◆ **DIRECTIONS**: Your task is to copy every line of the entries that contains "spray".
Start of ENTRIES SUPPLIED
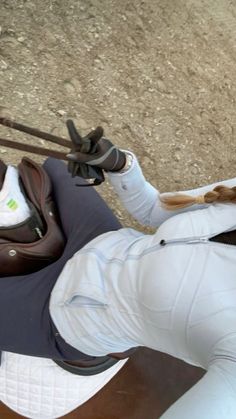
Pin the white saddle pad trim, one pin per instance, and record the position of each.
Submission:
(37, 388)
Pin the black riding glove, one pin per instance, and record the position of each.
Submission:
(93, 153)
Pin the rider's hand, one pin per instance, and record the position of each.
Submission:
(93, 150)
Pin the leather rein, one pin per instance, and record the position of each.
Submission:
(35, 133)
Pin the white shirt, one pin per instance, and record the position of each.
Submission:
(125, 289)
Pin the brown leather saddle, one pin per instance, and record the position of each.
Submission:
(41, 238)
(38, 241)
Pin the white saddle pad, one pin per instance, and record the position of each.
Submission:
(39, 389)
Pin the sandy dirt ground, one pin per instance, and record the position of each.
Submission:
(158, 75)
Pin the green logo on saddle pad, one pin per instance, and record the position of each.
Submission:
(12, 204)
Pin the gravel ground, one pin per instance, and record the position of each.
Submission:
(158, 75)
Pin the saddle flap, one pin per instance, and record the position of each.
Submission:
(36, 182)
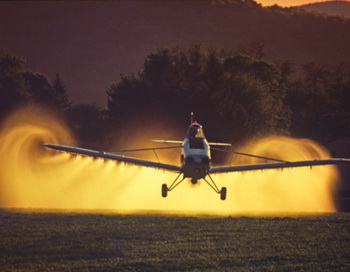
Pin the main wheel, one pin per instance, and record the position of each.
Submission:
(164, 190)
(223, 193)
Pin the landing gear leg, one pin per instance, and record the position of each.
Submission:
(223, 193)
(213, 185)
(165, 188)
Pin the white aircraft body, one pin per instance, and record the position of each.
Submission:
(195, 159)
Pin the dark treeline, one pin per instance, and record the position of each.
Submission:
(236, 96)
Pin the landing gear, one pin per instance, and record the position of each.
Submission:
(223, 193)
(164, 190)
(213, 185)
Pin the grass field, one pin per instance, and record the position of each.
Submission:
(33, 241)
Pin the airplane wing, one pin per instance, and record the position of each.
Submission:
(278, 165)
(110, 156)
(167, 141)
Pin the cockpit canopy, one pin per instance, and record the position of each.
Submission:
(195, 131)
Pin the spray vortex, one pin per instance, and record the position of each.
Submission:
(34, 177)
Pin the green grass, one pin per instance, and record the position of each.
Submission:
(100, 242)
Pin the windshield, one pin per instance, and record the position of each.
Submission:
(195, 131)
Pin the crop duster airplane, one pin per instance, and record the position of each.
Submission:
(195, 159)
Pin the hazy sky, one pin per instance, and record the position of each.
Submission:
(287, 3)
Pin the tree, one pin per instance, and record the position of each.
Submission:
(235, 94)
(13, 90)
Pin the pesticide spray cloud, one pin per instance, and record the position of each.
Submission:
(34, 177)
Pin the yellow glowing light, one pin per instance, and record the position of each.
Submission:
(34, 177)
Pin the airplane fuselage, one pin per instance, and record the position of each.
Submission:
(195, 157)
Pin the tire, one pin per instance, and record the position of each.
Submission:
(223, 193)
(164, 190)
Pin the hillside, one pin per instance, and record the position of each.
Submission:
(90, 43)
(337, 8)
End of ENTRIES SUPPLIED
Start of ENTRIES SUPPLIED
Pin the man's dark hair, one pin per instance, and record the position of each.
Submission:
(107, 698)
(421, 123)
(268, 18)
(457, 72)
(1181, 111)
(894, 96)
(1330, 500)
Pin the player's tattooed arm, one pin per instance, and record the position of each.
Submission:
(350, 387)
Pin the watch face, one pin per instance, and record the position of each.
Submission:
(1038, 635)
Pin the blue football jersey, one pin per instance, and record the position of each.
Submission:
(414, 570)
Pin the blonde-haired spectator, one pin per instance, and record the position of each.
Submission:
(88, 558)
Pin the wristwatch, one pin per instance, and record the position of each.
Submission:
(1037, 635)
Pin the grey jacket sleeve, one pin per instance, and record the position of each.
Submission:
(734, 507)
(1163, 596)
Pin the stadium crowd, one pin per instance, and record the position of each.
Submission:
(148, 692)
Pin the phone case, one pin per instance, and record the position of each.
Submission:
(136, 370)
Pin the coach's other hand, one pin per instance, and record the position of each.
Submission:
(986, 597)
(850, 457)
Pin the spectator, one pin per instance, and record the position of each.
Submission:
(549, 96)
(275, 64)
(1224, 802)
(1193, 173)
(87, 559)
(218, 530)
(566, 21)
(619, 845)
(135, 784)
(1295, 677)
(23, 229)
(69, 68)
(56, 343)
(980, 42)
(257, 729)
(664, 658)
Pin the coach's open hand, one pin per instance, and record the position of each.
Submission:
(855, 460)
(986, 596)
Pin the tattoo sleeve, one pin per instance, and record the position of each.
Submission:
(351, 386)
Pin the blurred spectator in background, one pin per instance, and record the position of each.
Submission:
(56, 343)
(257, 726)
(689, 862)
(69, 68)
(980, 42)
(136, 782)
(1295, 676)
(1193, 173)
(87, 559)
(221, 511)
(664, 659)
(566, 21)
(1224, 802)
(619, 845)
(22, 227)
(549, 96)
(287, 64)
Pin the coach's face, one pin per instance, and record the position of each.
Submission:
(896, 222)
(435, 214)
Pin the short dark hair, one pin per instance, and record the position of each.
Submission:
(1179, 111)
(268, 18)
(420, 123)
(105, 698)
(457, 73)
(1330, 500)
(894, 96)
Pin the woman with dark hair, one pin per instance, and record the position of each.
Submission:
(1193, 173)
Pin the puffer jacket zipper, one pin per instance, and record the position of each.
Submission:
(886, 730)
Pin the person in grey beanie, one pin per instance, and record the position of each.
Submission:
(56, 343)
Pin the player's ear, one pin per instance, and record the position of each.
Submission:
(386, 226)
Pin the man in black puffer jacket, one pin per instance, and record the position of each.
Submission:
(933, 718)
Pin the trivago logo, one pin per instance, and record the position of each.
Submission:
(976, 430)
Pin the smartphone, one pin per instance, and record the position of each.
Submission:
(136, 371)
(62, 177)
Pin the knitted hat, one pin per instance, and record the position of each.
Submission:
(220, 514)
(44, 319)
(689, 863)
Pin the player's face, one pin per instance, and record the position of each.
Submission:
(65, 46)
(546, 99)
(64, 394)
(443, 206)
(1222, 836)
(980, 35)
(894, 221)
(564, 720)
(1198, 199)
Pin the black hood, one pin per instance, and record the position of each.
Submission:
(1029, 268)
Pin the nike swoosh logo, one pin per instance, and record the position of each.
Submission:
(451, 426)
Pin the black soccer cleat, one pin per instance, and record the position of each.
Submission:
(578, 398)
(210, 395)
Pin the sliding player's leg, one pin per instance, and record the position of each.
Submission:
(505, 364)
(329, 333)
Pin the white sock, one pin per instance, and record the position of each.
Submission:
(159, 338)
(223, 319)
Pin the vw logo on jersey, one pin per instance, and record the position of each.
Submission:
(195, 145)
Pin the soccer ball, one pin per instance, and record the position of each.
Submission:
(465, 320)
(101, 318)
End of ENTRIES SUPPLIED
◆ **OUTPUT FOR THIS TASK**:
Pin the spray vortex, one pin per instance, and record the position of each.
Pin the pesticide spray cloud, one pin per instance, and record the position of each.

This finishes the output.